PROBLEM: Look below for the line containing "For each <instance>" and the line containing "box: [471, 311, 502, 360]"; repeat exactly those two lines and all lines between them, and nothing else.

[Recorded data]

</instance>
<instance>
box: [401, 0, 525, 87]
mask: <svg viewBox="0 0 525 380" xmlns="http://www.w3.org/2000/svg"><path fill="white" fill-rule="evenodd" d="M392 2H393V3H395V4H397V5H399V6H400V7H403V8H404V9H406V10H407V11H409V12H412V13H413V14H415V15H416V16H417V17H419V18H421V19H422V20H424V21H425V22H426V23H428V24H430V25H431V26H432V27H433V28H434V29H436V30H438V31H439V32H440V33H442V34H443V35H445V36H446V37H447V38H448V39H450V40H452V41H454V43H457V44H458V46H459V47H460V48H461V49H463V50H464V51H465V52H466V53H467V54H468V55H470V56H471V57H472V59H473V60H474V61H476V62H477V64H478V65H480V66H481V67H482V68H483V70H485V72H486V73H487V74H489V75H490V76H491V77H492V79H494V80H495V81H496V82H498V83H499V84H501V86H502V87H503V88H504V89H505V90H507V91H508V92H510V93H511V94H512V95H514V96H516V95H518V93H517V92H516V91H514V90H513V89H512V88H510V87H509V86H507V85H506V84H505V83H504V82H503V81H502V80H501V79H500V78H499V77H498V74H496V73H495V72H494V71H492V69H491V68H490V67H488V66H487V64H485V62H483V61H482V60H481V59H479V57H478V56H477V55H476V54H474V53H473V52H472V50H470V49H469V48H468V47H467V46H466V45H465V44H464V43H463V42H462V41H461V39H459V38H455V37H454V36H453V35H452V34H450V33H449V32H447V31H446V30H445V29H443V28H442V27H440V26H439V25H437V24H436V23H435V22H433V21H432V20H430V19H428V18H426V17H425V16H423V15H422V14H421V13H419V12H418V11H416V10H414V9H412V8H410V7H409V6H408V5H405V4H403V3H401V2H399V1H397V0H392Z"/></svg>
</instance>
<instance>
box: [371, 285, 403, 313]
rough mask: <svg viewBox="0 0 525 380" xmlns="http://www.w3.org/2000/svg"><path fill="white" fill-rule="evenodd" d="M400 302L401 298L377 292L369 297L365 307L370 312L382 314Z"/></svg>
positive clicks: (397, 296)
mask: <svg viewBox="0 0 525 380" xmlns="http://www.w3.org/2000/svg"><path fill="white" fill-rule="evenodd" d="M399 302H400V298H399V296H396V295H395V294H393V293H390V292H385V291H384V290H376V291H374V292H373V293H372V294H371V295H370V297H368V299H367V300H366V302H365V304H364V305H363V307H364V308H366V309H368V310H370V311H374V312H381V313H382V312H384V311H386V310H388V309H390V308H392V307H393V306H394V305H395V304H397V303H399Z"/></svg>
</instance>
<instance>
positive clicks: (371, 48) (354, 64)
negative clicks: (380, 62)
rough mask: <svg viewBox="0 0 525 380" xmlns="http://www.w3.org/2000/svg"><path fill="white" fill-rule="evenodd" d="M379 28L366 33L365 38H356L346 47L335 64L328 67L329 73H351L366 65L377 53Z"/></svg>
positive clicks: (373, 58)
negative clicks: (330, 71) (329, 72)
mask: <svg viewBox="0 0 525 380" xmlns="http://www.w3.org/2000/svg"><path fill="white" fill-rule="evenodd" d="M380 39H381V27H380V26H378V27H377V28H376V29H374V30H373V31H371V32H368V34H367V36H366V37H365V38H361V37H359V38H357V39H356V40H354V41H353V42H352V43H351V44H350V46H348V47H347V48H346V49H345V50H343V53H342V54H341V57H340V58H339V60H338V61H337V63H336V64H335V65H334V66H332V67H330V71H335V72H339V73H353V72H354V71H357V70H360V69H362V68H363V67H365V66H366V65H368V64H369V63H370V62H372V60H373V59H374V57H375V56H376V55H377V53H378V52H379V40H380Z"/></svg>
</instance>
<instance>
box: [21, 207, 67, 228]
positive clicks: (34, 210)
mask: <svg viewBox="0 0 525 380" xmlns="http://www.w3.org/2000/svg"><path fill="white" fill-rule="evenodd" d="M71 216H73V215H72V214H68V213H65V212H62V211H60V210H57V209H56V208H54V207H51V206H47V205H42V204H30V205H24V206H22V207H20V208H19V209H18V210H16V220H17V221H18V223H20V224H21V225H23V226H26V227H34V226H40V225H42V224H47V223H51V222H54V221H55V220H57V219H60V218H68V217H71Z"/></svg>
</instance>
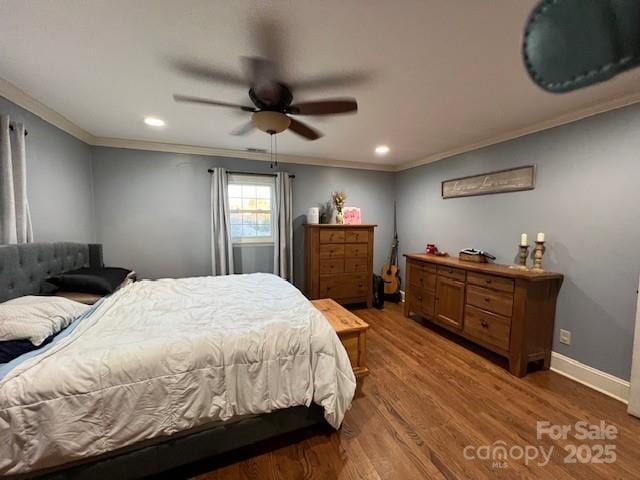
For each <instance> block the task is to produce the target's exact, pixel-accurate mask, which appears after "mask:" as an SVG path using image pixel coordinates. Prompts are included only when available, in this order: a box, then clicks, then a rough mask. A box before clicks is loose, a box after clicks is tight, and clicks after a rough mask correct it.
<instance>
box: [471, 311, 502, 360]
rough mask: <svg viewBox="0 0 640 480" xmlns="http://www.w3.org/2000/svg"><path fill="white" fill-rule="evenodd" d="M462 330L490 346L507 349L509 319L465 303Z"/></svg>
mask: <svg viewBox="0 0 640 480" xmlns="http://www.w3.org/2000/svg"><path fill="white" fill-rule="evenodd" d="M464 332H465V333H466V334H467V335H469V336H471V337H474V338H477V339H478V340H480V341H482V342H484V343H486V344H488V345H490V346H494V347H496V348H498V349H500V350H502V351H507V350H509V337H510V334H511V320H510V319H508V318H505V317H502V316H500V315H496V314H494V313H489V312H485V311H484V310H480V309H479V308H476V307H473V306H471V305H467V306H466V308H465V315H464Z"/></svg>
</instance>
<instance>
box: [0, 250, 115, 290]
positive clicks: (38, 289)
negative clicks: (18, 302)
mask: <svg viewBox="0 0 640 480" xmlns="http://www.w3.org/2000/svg"><path fill="white" fill-rule="evenodd" d="M89 265H92V266H94V265H96V266H97V265H100V266H102V246H101V245H94V244H91V245H88V244H86V243H68V242H59V243H21V244H16V245H0V302H4V301H6V300H10V299H12V298H16V297H22V296H24V295H38V294H40V293H42V287H43V284H44V281H45V280H46V279H47V278H49V277H50V276H51V275H56V274H58V273H60V272H66V271H68V270H73V269H76V268H81V267H87V266H89Z"/></svg>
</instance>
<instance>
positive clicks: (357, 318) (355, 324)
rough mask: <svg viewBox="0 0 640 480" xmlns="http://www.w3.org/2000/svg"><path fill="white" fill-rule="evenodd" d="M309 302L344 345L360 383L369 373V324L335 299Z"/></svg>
mask: <svg viewBox="0 0 640 480" xmlns="http://www.w3.org/2000/svg"><path fill="white" fill-rule="evenodd" d="M311 303H313V305H314V306H315V307H316V308H317V309H318V310H320V311H321V312H322V314H323V315H324V316H325V318H326V319H327V320H328V321H329V323H330V324H331V326H332V327H333V329H334V330H335V331H336V333H337V334H338V337H339V338H340V341H341V342H342V345H344V348H345V350H346V351H347V354H348V355H349V360H351V367H352V368H353V373H354V374H355V376H356V380H357V381H358V383H359V384H360V383H361V382H362V379H363V378H364V377H366V376H367V375H369V369H368V368H367V330H368V329H369V324H368V323H366V322H365V321H363V320H362V319H360V318H359V317H357V316H356V315H354V314H353V313H351V312H350V311H349V310H347V309H346V308H344V307H342V306H341V305H339V304H338V303H337V302H336V301H335V300H332V299H330V298H322V299H320V300H312V301H311Z"/></svg>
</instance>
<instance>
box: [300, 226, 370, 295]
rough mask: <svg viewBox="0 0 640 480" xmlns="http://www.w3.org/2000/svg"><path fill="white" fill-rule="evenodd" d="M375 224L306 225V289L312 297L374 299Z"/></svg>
mask: <svg viewBox="0 0 640 480" xmlns="http://www.w3.org/2000/svg"><path fill="white" fill-rule="evenodd" d="M374 228H375V225H334V224H330V225H314V224H307V225H305V232H304V233H305V237H304V245H305V247H304V248H305V252H304V256H305V264H304V267H305V293H306V295H307V297H309V299H311V300H315V299H318V298H332V299H334V300H335V301H336V302H338V303H341V304H351V303H365V302H366V304H367V305H368V306H369V307H370V306H371V302H372V275H373V230H374Z"/></svg>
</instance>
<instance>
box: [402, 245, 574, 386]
mask: <svg viewBox="0 0 640 480" xmlns="http://www.w3.org/2000/svg"><path fill="white" fill-rule="evenodd" d="M405 257H406V259H407V264H406V269H405V284H406V287H405V306H404V313H405V315H406V316H409V315H410V314H411V313H415V314H418V315H420V316H422V317H424V318H426V319H427V320H429V321H431V322H433V323H436V324H438V325H439V326H441V327H444V328H446V329H447V330H450V331H452V332H454V333H456V334H458V335H460V336H462V337H464V338H466V339H468V340H471V341H472V342H474V343H477V344H479V345H481V346H483V347H485V348H487V349H489V350H491V351H493V352H495V353H497V354H499V355H501V356H503V357H505V358H507V359H508V361H509V370H510V371H511V373H512V374H514V375H517V376H519V377H522V376H524V375H526V373H527V367H528V365H529V363H531V362H536V361H542V363H543V367H544V368H549V364H550V361H551V347H552V341H553V328H554V320H555V311H556V300H557V297H558V292H559V291H560V286H561V285H562V280H563V276H562V275H561V274H559V273H553V272H546V271H532V270H519V269H513V268H510V267H508V266H506V265H496V264H482V263H471V262H462V261H460V260H458V259H455V258H448V257H445V258H443V257H436V256H434V255H424V254H407V255H405Z"/></svg>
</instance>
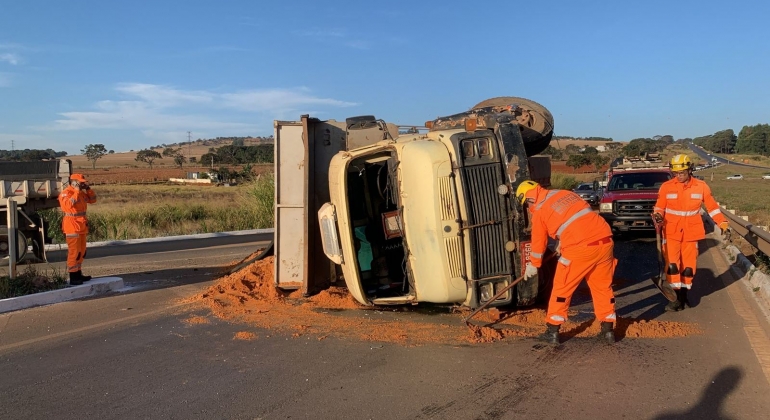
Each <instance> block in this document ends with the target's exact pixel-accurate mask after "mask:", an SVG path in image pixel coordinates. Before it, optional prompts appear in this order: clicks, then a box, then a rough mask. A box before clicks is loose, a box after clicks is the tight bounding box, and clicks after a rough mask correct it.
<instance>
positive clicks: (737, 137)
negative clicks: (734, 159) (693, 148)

PROBLEM SOLUTION:
For each <instance> block the task is to produce the target's exact, pixel-accurate mask, which appears after "mask:" as an SVG path using image pixel coordinates. Prompts are included only when available, in this order: a box, then clicks, then a rough mask. A box before clicks is loose, a box after clicks is tight, and clicks after a rough mask correct it.
<instance>
box: [471, 311, 502, 360]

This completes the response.